[Records start]
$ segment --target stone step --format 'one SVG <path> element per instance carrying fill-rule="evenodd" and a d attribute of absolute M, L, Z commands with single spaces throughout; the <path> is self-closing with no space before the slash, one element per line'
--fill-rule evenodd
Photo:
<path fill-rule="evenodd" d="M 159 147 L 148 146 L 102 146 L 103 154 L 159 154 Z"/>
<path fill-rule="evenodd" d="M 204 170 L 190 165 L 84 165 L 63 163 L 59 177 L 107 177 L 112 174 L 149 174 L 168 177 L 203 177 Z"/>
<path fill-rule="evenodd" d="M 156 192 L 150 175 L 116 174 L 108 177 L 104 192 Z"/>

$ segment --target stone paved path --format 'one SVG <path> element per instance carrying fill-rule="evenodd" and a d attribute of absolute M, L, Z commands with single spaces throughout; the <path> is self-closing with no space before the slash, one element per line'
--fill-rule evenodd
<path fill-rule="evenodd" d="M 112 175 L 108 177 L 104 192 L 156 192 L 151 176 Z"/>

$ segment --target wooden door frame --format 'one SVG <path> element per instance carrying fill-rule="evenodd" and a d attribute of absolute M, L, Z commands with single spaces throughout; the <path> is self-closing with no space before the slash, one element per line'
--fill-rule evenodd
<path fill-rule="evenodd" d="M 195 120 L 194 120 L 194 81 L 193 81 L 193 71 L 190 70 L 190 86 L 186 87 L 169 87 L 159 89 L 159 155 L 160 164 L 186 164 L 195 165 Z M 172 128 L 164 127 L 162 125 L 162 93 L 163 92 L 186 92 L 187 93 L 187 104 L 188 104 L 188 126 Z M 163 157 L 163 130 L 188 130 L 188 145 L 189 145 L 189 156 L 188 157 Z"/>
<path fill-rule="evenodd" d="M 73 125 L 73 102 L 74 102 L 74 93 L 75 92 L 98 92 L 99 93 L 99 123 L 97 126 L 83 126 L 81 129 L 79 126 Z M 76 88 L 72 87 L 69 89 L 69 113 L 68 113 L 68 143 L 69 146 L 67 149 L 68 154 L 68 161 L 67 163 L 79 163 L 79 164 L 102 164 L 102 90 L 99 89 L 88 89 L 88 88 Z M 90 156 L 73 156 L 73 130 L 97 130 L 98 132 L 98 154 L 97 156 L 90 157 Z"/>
[Records end]
- [Task details]:
Turn every line of the records above, leaving out blank lines, into a Markdown table with columns Row and Line. Row numbers the lines in order.

- [Solution]:
| Row | Line |
|---|---|
| 1 | $ segment --target stone step --format 'one SVG <path> element per instance carrying fill-rule="evenodd" and a d attribute of absolute M, L, Z commands with single spaces throughout; the <path> is self-closing with no space before the slash, one element per line' |
| 2 | --fill-rule evenodd |
| 3 | Photo: |
| 4 | <path fill-rule="evenodd" d="M 159 147 L 148 146 L 102 146 L 103 154 L 159 154 Z"/> |
| 5 | <path fill-rule="evenodd" d="M 204 170 L 190 165 L 84 165 L 63 163 L 59 177 L 107 177 L 112 174 L 149 174 L 168 177 L 203 177 Z"/> |
| 6 | <path fill-rule="evenodd" d="M 156 192 L 150 175 L 116 174 L 108 177 L 104 192 Z"/> |
| 7 | $ segment --target stone paved path --format 'one SVG <path> element per instance carrying fill-rule="evenodd" and a d attribute of absolute M, L, Z commands with single spaces throughout; the <path> is self-closing with no space before the slash, one element per line' |
| 8 | --fill-rule evenodd |
| 9 | <path fill-rule="evenodd" d="M 112 175 L 108 177 L 104 192 L 156 192 L 151 176 Z"/> |
| 10 | $ segment --target wooden door frame --format 'one SVG <path> element per instance carrying fill-rule="evenodd" and a d attribute of absolute M, L, Z commands with single spaces throughout; the <path> is self-closing with no space before the slash, one element per line' |
| 11 | --fill-rule evenodd |
| 12 | <path fill-rule="evenodd" d="M 195 120 L 194 120 L 194 81 L 193 81 L 193 71 L 190 70 L 190 86 L 186 87 L 169 87 L 159 89 L 159 155 L 160 164 L 186 164 L 195 165 Z M 172 128 L 164 127 L 162 125 L 162 93 L 163 92 L 186 92 L 187 93 L 187 104 L 188 104 L 188 126 Z M 163 157 L 163 130 L 188 130 L 188 145 L 189 145 L 189 156 L 188 157 Z"/> |
| 13 | <path fill-rule="evenodd" d="M 73 125 L 73 102 L 74 102 L 74 93 L 75 92 L 98 92 L 99 93 L 99 123 L 97 126 L 83 126 L 81 129 L 79 126 Z M 76 88 L 72 87 L 69 89 L 69 113 L 68 113 L 68 143 L 69 146 L 67 149 L 68 154 L 68 161 L 67 163 L 79 163 L 79 164 L 102 164 L 102 90 L 99 89 L 88 89 L 88 88 Z M 90 156 L 73 156 L 73 130 L 97 130 L 98 132 L 98 154 L 97 156 L 90 157 Z"/> |